• _YOUR INSTRUCTIONS_: What you return should be the entries, unchanged, without their pictures.

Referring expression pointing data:
=====
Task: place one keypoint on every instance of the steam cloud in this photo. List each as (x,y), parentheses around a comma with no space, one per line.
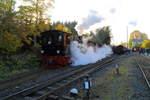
(83,54)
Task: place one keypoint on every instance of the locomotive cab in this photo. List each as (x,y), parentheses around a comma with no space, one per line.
(55,49)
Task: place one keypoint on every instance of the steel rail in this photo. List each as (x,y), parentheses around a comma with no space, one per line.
(144,75)
(45,84)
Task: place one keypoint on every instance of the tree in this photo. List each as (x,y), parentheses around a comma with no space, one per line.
(68,27)
(9,40)
(136,38)
(103,35)
(37,11)
(146,44)
(123,44)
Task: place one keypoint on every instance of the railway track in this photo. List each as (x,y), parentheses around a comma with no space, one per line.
(140,65)
(42,90)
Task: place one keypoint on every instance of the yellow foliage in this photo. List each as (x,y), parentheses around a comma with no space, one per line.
(146,44)
(123,44)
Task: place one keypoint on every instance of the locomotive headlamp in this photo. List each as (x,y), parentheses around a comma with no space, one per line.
(49,42)
(58,51)
(87,86)
(42,51)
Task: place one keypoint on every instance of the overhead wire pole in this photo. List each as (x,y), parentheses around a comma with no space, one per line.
(127,36)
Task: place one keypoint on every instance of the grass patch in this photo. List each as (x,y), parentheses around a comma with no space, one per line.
(16,64)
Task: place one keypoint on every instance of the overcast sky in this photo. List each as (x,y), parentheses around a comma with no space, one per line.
(118,14)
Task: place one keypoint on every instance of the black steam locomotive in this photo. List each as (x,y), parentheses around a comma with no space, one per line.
(55,49)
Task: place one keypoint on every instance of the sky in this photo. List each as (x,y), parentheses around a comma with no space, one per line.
(120,15)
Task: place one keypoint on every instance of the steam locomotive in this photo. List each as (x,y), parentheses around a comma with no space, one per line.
(55,49)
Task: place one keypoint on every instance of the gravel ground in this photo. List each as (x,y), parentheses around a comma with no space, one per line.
(107,85)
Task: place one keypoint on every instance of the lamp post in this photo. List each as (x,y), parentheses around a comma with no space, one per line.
(87,86)
(127,36)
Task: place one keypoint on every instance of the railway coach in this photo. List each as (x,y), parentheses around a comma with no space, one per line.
(55,49)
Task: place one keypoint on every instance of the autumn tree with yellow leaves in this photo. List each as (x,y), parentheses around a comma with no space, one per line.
(146,44)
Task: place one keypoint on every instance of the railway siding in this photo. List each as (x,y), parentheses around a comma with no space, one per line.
(128,85)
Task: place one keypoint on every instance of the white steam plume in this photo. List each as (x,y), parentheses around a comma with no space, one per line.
(83,54)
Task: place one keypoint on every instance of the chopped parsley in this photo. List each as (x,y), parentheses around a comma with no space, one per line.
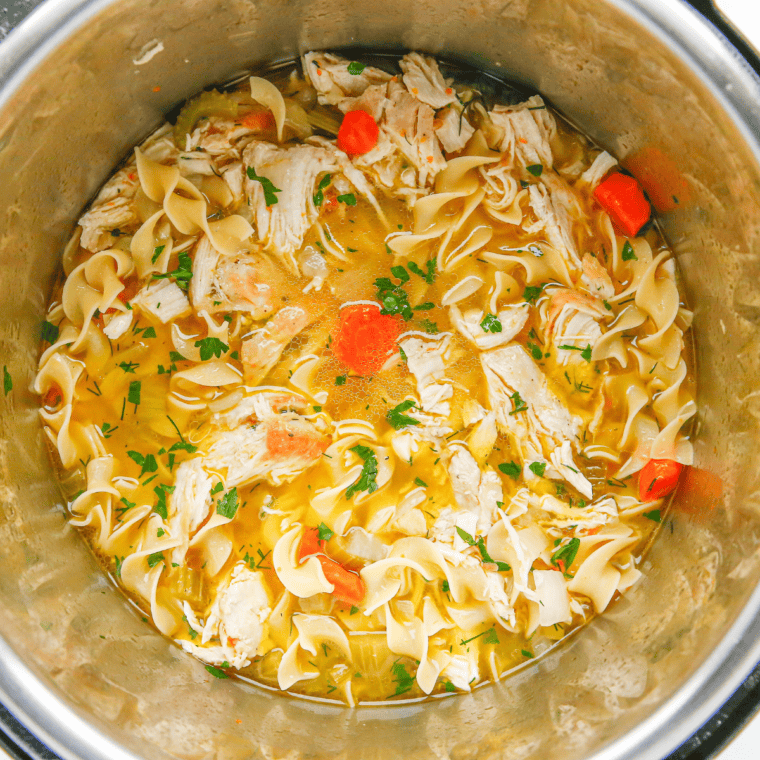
(396,417)
(532,292)
(628,252)
(155,558)
(367,481)
(537,468)
(211,347)
(50,332)
(228,504)
(319,196)
(511,468)
(565,555)
(428,275)
(266,185)
(481,544)
(182,274)
(491,323)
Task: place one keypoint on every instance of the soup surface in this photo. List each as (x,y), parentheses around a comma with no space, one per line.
(365,386)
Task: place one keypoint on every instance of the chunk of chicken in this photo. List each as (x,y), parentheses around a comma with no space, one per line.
(252,283)
(511,320)
(163,300)
(516,383)
(424,80)
(524,133)
(278,450)
(264,347)
(293,173)
(573,324)
(332,80)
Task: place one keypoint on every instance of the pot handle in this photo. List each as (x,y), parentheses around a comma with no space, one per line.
(725,27)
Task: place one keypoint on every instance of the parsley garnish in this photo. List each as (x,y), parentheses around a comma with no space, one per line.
(401,678)
(155,558)
(396,417)
(50,332)
(565,555)
(429,275)
(367,481)
(266,185)
(537,468)
(628,252)
(531,293)
(211,347)
(133,396)
(511,468)
(227,505)
(182,274)
(319,196)
(491,323)
(147,463)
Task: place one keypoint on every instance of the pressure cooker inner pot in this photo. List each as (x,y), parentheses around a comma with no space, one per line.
(78,663)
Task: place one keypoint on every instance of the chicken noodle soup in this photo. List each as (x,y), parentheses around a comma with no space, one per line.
(367,407)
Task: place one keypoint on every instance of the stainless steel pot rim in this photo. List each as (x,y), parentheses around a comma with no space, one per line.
(735,86)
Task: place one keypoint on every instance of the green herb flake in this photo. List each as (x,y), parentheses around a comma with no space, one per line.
(228,504)
(367,481)
(537,468)
(396,417)
(628,252)
(511,468)
(266,185)
(491,323)
(50,332)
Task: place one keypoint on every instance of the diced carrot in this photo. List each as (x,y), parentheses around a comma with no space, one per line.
(623,199)
(53,397)
(366,338)
(349,587)
(310,545)
(358,133)
(259,120)
(658,478)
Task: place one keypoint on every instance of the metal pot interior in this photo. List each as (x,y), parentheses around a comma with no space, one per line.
(77,663)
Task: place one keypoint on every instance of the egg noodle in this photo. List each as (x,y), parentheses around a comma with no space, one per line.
(362,418)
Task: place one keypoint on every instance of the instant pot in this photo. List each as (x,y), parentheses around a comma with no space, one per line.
(652,81)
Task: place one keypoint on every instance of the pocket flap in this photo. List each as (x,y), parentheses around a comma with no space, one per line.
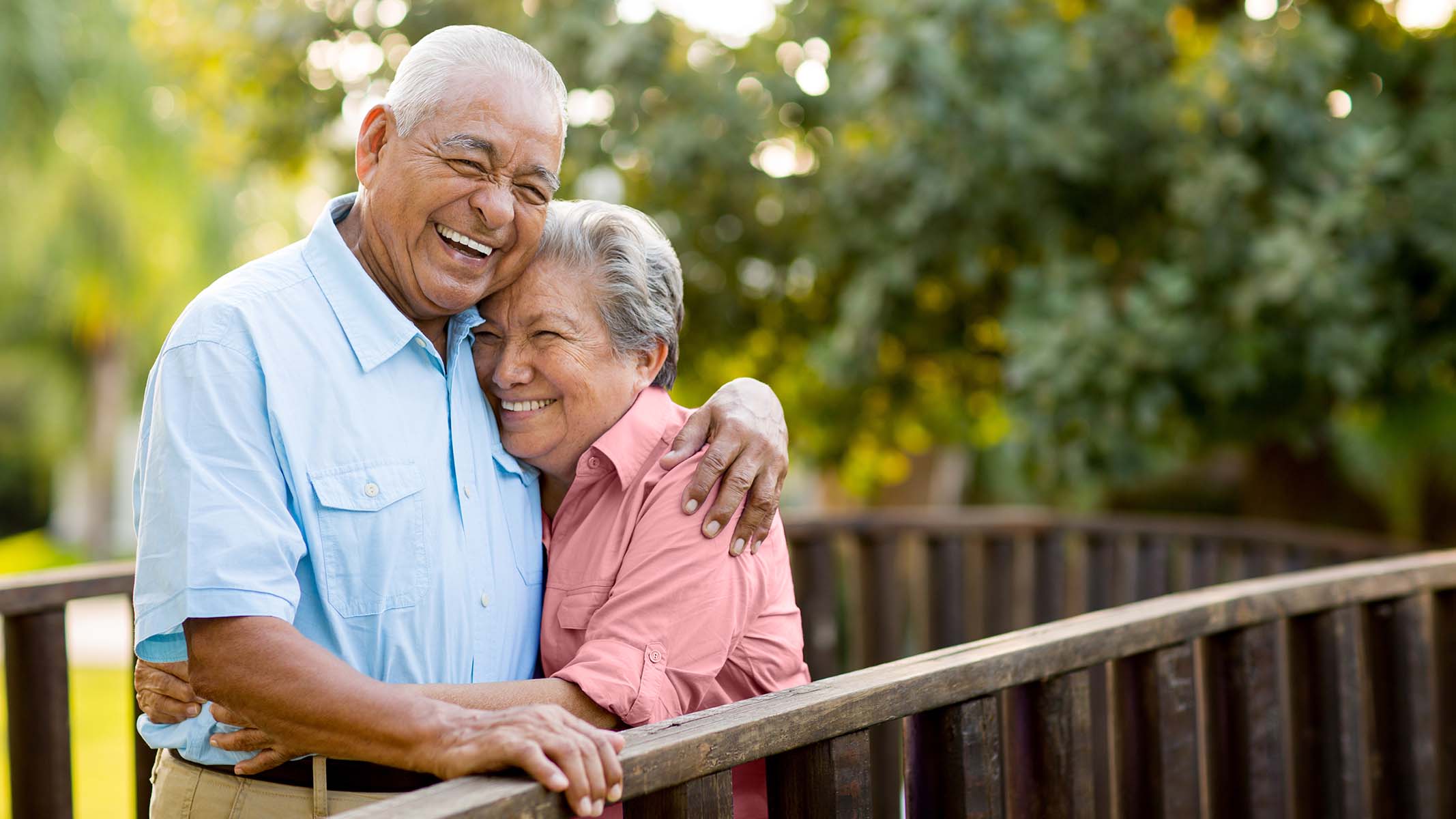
(575,608)
(366,487)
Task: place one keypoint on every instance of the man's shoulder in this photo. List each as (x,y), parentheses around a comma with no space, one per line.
(232,308)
=====
• _ANSWER FOR THE TASK_:
Task: place one keypoint on every instance of the steam cloud in this photo. List each as (x,y), parentheses around a comma with no space, one per line.
(83,54)
Task: place one keypoint on every instance of the locomotive cab in this photo. List each as (x,y), parentheses around a comma with no space, one per line.
(55,49)
Task: place one keypoint on every instance of the steel rail in this photo. List each as (x,y), parentheses around a comma with no space, one per line.
(144,75)
(45,84)
Task: place one keypoint on every instance of the tree in this photo. List each as (x,y), parentheses around a comma with no space, one per line.
(68,27)
(9,40)
(136,38)
(103,35)
(37,11)
(146,44)
(123,44)
Task: place one keypoint on every instance of the railway track in this photo. List each as (x,y), parentheses around a comma with no space, one per line.
(140,65)
(42,90)
Task: place one keypoint on every instance of the yellow foliage in this photo. List each as (x,y), parentheses around a comma with no space, one per line.
(146,44)
(123,44)
Task: place one keypoint on every instance of the locomotive headlamp in this photo. List each as (x,y), parentheses around a comma with no space, one per line.
(49,42)
(58,51)
(87,86)
(42,51)
Task: place one keypoint on every instance of the overhead wire pole in this photo. List each as (x,y), parentheses around a comma with no space, one per line.
(127,36)
Task: place one keypoint on every instance of the grass patch in this photo. List each as (x,y), parentheses around a comma with no space, one per line.
(16,64)
Task: place one keypoint on every instance of the overcast sky in this photo. List each as (x,y), parentheses around a comma with no space, one per line.
(118,14)
Task: place one keypoint on every instance of the black steam locomotive in this photo. List each as (x,y), parentheses around a comma with no space, one per line.
(55,49)
Task: place one keypoint on every instance of the sky in this photo. List each as (x,y), parentheses around a comma with no space, one per line.
(120,15)
Task: place one keypoint on every instance of the steam locomotive in this photo. List each as (x,y), parentheses around a comma with no space, one per line.
(55,49)
Task: place one keypoint on every instance of the gravel ground in this photo. List each as (x,y), parentheses around a comma with no space, one per line.
(107,85)
Task: place one keypoint on every instance of the lamp post in this photo. List each as (x,y), parentheses around a comma with no space, one per line.
(87,86)
(127,36)
Task: place one keypoint on every instance of the railway coach in this photo. List each as (x,y), parentheses around a comma with no space, one per line.
(55,49)
Task: place one keypoint on every instance of the autumn tree with yellow leaves in this photo. List each as (x,y), parentheses around a comma with no space, one per line.
(146,44)
Task: place one keypoint on every instance of the railway siding in this photo. List each as (x,y), parentheses around a comma with no space, one per line.
(128,85)
Task: place one keypoint on every instance of the white steam plume in this photo. List each as (x,y), parentheses around a comma with no space, one per line.
(83,54)
Task: place one keypoint on every instance of the chopped parsley in this photo. List each as (x,y), parentheses around a comma with no space, one per line.
(396,417)
(532,292)
(628,252)
(155,558)
(367,481)
(537,468)
(211,347)
(50,332)
(228,504)
(319,196)
(511,468)
(565,555)
(428,275)
(266,185)
(481,544)
(182,274)
(491,323)
Task: place one keypoint on every instance of the soup surface in this photo. List each as (x,y), parentheses around a comma with no space, one per line.
(365,386)
Task: place one keypoint on every instance of the chunk of chicken in this photo. List each as (x,y), parentheses around a comma with no space, one per line.
(252,283)
(511,320)
(163,300)
(516,383)
(424,80)
(524,133)
(278,450)
(264,347)
(293,173)
(573,324)
(332,80)
Task: place one keypoint on every instance of the pot handle in this photo. List each as (x,y), parentheses around a comma with no space, one per line.
(725,27)
Task: place one keypoint on every instance of the parsley garnish in this photo. List each as (x,y), parentheses around a comma with no space, one per line.
(401,678)
(155,558)
(396,417)
(50,332)
(565,555)
(429,275)
(367,481)
(266,185)
(537,468)
(628,252)
(531,293)
(211,347)
(133,396)
(511,468)
(227,505)
(182,274)
(319,196)
(491,323)
(147,463)
Task: place one keypoint on every instance of the pressure cooker inner pot in this photo. List each as (x,y), parentheses around a comma with no space, one per line.
(78,663)
Task: place one keypoint on every instance of the chicken noodle soup in this photo. List each as (x,y), parentheses around a comma with no space, one per line.
(367,407)
Task: place one keypoint on every instance of the stainless steel pot rim in this photo. List each as (x,y), parentheses around a comma with no space, one per line.
(735,86)
Task: place one keypoint on every instance of the green herb flake in this photo. List each as (x,y), parentheses around a comma with no space, one per line.
(228,504)
(367,481)
(537,468)
(396,417)
(628,252)
(511,468)
(266,185)
(491,323)
(50,332)
Task: place one keypoint on every instance of the diced carrot in this photo. List each as (x,y), parentheses around a comma with no space, one per line.
(623,199)
(53,397)
(366,338)
(349,587)
(310,545)
(358,133)
(259,120)
(658,478)
Task: place one keypoint on every instance of the metal pot interior in this photo. List each as (x,y), parentheses around a comma with no space, one per line.
(77,663)
Task: place one keypoint on every instance of the egg noodle in this photo. List each as (x,y), parentheses around a comma with no space, one per line.
(362,418)
Task: place one keypoint on every instance of the instant pot in this photo. List each as (x,y), parentheses around a comma with no space, one per line.
(652,81)
Task: place one keypoint on every instance of the pocket flap in this photo. List each as (x,y), parentheses around a comma with no space, one per line.
(575,608)
(366,487)
Task: place one keypoint on every instance of the man's shoulder in this photo. List each as (x,y), parentheses around a comma with no space, one per line.
(232,308)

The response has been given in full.